Aim = Reproduce verbatim every line from the one containing "the orange flower" through the last line of the rows, both ends included.

(Excerpts of pointing data)
- - - -
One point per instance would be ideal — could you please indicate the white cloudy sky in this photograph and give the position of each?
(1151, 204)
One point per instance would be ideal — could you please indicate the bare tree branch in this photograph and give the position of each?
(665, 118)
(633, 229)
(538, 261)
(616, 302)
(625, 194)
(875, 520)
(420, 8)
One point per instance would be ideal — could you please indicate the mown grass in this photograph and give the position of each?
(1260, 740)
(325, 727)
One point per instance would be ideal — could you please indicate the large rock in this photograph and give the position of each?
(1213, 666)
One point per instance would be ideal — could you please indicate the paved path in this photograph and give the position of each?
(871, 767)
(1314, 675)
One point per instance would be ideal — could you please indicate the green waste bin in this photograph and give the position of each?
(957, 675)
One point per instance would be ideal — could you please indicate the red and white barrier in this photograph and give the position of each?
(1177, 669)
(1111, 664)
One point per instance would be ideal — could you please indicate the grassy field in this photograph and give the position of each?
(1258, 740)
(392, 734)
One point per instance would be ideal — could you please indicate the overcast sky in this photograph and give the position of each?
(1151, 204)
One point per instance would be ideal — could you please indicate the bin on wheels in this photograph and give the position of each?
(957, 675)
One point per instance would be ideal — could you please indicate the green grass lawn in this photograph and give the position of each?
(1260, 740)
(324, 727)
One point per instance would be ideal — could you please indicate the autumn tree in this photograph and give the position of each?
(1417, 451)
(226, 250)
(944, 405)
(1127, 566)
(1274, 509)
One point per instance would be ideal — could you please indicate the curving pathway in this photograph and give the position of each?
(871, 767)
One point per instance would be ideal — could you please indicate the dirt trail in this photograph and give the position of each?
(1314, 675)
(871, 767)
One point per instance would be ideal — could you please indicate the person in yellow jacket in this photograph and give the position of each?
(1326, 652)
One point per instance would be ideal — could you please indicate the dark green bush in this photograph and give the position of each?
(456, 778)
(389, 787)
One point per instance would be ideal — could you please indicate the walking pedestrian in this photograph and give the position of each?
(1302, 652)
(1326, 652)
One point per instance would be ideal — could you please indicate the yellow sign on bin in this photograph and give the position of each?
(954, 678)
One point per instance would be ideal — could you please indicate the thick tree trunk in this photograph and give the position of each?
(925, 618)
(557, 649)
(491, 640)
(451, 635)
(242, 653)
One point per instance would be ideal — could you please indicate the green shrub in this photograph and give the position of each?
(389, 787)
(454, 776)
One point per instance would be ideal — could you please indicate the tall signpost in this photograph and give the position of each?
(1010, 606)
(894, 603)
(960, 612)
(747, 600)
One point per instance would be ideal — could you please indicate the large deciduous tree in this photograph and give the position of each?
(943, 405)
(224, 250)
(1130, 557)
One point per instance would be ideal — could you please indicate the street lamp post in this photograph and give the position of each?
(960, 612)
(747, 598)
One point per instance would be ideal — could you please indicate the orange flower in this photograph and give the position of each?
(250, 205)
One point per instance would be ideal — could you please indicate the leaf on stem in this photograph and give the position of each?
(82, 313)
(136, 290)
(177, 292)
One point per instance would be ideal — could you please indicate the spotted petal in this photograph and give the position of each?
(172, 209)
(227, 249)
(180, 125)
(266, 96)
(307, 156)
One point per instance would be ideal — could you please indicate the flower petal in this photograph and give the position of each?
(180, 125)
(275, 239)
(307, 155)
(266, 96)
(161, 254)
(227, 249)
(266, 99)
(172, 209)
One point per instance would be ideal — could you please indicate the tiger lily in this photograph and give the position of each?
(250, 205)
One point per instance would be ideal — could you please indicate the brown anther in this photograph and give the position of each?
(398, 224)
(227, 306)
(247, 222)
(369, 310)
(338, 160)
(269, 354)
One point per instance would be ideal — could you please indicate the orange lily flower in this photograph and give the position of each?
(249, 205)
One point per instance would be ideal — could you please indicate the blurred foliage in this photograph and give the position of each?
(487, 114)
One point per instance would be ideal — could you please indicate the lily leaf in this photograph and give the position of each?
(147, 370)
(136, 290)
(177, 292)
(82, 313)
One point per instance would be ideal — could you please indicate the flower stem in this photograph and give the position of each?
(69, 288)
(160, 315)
- - - -
Exercise result =
One point per instance would be ideal — could you please indicate the orange flower in this photograph and give the position of each?
(250, 205)
One point per instance would be ideal — could you please indicate the leaf on stem in this photograph and give the position of each?
(82, 313)
(136, 290)
(177, 292)
One point per instance would be ideal — could you please indicate the spotted petal in this photograph and give the position of each?
(172, 209)
(227, 249)
(180, 125)
(266, 96)
(307, 156)
One point per instance would be ideal — could you please indicate the flower petal in this photograph and give the position of each?
(180, 125)
(275, 239)
(307, 155)
(266, 96)
(161, 254)
(227, 249)
(266, 99)
(172, 209)
One point per instance would be ideal — could you please indicate the tiger lily in this photograph and give the position of each?
(250, 205)
One point per instance would be ideal — could you please indicate the brown anther in this photograph and give the position of each?
(398, 224)
(227, 306)
(247, 222)
(369, 310)
(338, 160)
(269, 354)
One point per instance would be ideal — could you please indicate the orange lily flower in this photograph and give the position of each?
(249, 205)
One point per instance would be ideal — could you please indicate the blurred foliage in this photograph and give the position of each?
(487, 114)
One point per instance would be ideal — could you please indicate the lily leaf in this photograph and give the position of each?
(147, 370)
(136, 290)
(177, 292)
(82, 313)
One point per instance would be ideal — could you please indicate the flower stem in this photograph and give the position of each?
(69, 288)
(160, 315)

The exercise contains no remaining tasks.